Instructions to follow »
Return the records word for word. Any pictures in them are not part of the copy.

Extracted records »
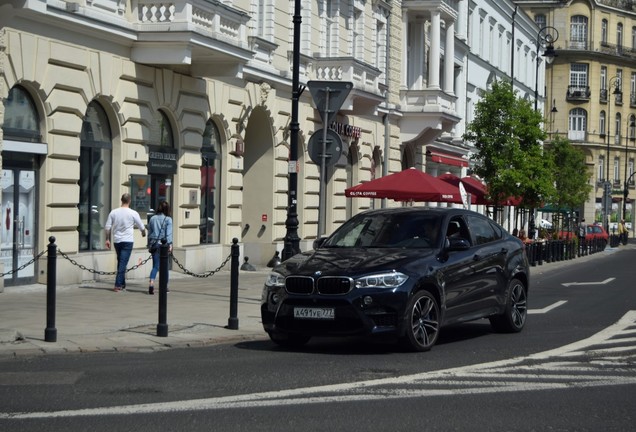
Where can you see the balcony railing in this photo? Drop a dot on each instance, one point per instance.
(578, 93)
(363, 76)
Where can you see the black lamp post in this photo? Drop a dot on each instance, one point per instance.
(545, 38)
(607, 190)
(291, 241)
(630, 126)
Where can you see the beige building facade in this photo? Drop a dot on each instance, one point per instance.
(592, 87)
(182, 101)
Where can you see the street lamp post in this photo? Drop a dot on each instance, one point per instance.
(630, 126)
(291, 241)
(545, 38)
(607, 189)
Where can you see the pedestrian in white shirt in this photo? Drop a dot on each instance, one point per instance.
(120, 226)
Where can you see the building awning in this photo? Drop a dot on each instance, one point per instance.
(448, 159)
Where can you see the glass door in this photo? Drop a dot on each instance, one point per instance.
(18, 223)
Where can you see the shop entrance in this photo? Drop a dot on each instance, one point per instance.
(19, 190)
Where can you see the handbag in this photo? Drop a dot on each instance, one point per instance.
(153, 246)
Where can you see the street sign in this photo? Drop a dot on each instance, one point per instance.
(333, 147)
(329, 97)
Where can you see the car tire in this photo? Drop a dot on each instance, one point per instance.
(516, 310)
(289, 340)
(422, 322)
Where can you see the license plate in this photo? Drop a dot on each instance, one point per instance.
(314, 313)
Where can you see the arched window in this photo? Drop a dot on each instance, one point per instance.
(95, 177)
(166, 138)
(601, 123)
(577, 124)
(578, 30)
(210, 226)
(21, 120)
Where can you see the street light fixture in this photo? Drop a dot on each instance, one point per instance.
(630, 126)
(545, 38)
(607, 189)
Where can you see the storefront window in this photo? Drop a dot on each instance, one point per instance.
(210, 184)
(95, 178)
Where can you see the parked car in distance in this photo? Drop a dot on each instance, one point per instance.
(594, 231)
(402, 273)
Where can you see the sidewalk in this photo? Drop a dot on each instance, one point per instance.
(91, 317)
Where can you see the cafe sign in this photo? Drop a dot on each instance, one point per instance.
(162, 160)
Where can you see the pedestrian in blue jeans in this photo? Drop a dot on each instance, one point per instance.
(120, 226)
(159, 228)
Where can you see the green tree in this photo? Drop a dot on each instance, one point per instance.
(507, 136)
(571, 179)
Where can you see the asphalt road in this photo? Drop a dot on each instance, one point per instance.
(573, 368)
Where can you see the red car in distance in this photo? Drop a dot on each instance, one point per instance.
(594, 231)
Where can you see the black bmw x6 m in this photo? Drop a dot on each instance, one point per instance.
(400, 272)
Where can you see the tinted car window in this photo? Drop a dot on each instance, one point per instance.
(482, 229)
(391, 230)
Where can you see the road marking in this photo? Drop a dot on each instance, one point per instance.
(582, 364)
(605, 282)
(547, 308)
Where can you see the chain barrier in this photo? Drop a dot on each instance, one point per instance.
(100, 272)
(105, 273)
(23, 266)
(201, 275)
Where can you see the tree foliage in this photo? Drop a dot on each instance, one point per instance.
(507, 135)
(571, 178)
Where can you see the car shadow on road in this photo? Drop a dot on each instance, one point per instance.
(366, 346)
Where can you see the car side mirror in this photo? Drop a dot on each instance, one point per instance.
(319, 242)
(457, 244)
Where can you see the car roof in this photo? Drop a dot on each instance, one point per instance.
(442, 211)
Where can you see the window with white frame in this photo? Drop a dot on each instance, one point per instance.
(578, 76)
(357, 30)
(262, 17)
(540, 20)
(617, 169)
(601, 123)
(578, 29)
(329, 16)
(380, 53)
(577, 124)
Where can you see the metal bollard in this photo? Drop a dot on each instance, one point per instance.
(50, 333)
(164, 255)
(232, 322)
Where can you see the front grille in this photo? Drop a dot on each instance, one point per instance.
(299, 285)
(333, 285)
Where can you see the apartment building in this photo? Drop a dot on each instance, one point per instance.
(592, 89)
(190, 102)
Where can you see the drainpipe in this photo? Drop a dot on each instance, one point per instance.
(387, 125)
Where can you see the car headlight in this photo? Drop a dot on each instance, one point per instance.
(275, 280)
(382, 280)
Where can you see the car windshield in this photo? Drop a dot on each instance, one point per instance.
(388, 230)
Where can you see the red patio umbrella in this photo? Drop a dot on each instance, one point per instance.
(474, 187)
(407, 185)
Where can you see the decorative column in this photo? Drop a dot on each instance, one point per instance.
(449, 58)
(434, 57)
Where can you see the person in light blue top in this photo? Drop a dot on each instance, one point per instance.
(159, 228)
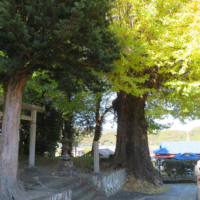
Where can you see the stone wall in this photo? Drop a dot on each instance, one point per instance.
(109, 182)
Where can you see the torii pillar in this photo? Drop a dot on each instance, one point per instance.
(34, 109)
(32, 139)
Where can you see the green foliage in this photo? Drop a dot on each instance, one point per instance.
(159, 59)
(70, 36)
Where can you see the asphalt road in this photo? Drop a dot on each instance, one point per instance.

Response for this exercise »
Where can you see the balcony railing in this photo? Drop a dot on each instance, one point per instance.
(578, 93)
(363, 76)
Where can you see the black lamp post in this photo? Drop a dot on each instance, one point per instance.
(545, 38)
(607, 190)
(291, 241)
(630, 126)
Where can you see the beige building facade in this photo? Drop a dot on each instance, one point per instance.
(592, 87)
(182, 101)
Where can you see the street lamp post in this photo? Drop a dot on each instance, one point per instance.
(630, 126)
(291, 241)
(545, 38)
(607, 189)
Where can you see the pedestrian in white shirt in this photo? Drop a dot on each instance, one point per instance.
(120, 226)
Where can you see the building awning in this photo? Drop a dot on each instance, one point per instance.
(448, 159)
Where can you see the glass door in this photo? Drop a dot on each instance, one point per instance.
(18, 223)
Where can you see the shop entrance in this photo? Drop a dot on each instance, one point per instance.
(19, 190)
Where can you see the handbag in this photo? Drop a dot on each instance, one point per instance.
(153, 246)
Where can you see the street sign in this photo? Drop a dot on each instance, one point per instance.
(333, 147)
(329, 97)
Where can you see the car tire in this photo? Drop a dot on each instance, one point per instance.
(516, 310)
(289, 340)
(422, 322)
Where can you see the license plate in this photo? Drop a dot on each instance, one point per instance.
(314, 313)
Where can you see the arched window in this photo? Drop a dot on each instance, one point per instance.
(95, 177)
(166, 138)
(601, 123)
(577, 124)
(578, 30)
(210, 226)
(21, 120)
Where can you see the street light fixture in this photo? Drop a dot on each instance, one point per instance.
(630, 126)
(545, 38)
(607, 189)
Where can you see the storefront window in this photo? Drop a dot on each instance, one point per instance.
(210, 184)
(95, 178)
Where can you see the parked car in distance in this photo? Drop a dot on each instance, one point per instance.
(594, 231)
(402, 273)
Where can you see the sidewalk in this photo? Drop a dot on each instance, one point per instance.
(91, 317)
Where can you see the cafe sign in this photo? Drop a dot on each instance, one point per instance.
(162, 160)
Where can you see the pedestrian in blue jeans in this photo? Drop a dot on each instance, one point per instance.
(120, 226)
(159, 228)
Where can you see the green tree in this photo? Drop a dot on each instance, one point per instance.
(507, 136)
(571, 179)
Where can you see the asphalt road in this photo? Drop a dot on each instance, one point per instance.
(573, 368)
Where can you see the red car in distance in this photo? Drop a dot on each instance, one point per instance.
(594, 231)
Where can you see the black bmw x6 m in this photo? Drop a dot on each instance, one point per instance.
(400, 272)
Where can you see the tinted car window in this photo? Drop a dot on each instance, one point per instance.
(482, 229)
(391, 230)
Where can you see the road marking in this photo? Drop a dot on each instance, one point per instance.
(582, 364)
(605, 282)
(547, 308)
Where can you see the chain barrier in this photo? Drop a dot on each instance, one point per instance.
(100, 272)
(105, 273)
(23, 266)
(201, 275)
Where can you see the tree foliage in this photo? Drop a dot on each instance, one point per instance.
(507, 135)
(571, 178)
Where can you see the car shadow on road in this photo? Drop a dot on each instance, one point per instance.
(366, 346)
Where can you see the car side mirror in this photo? Drop a dot on each instance, one point per instance.
(319, 242)
(457, 244)
Where can you see the car roof in this photo? Drop a dot on each instance, one point per instance.
(442, 211)
Where can you see the window with white frame in this photo? Drop a dot on each instance, one point per instance.
(578, 76)
(357, 30)
(262, 17)
(540, 20)
(617, 169)
(601, 123)
(578, 29)
(329, 16)
(380, 53)
(577, 124)
Where can you see the metal bollard in this photo? Drop a dot on each instance, one point per instance.
(50, 333)
(164, 255)
(232, 322)
Where can you see the front grille in this photo? Drop a dot on each instance, one point per instance.
(299, 285)
(333, 285)
Where can you see the apartment building in this photo? Drop a dot on each instance, one point per instance.
(592, 89)
(190, 102)
Where can you see the drainpipe in this photo? Drop a dot on each instance, one point per instance.
(387, 125)
Where can you see the car headlight in this photo? Drop a dot on each instance, one point per instance.
(275, 280)
(382, 280)
Where can you see the car windshield in this photo? Drop a dot on each instance, one point per instance.
(388, 230)
Where can you see the red patio umbrella in this photo? Drop a dot on each instance, one point per instance.
(474, 187)
(407, 185)
Where can you see the decorative column in this photo? Drop a dot on each instance, one point per instance.
(449, 58)
(434, 57)
Where can you see the person in light blue top in this photo? Drop a dot on each instance, one point per instance.
(159, 228)
Where can you see the stone wall in this photo? Drop a dot on each instance, one point per instance.
(109, 182)
Where can you see the torii pillar in this photo? Drop a dot on each instance, one point per instance.
(34, 109)
(32, 139)
Where can you see the green foliage in this photo? Drop a dot on each instance, one point per instance.
(159, 59)
(70, 36)
Where can you see the asphalt road in this photo? Drop a dot on each instance, one point per instance.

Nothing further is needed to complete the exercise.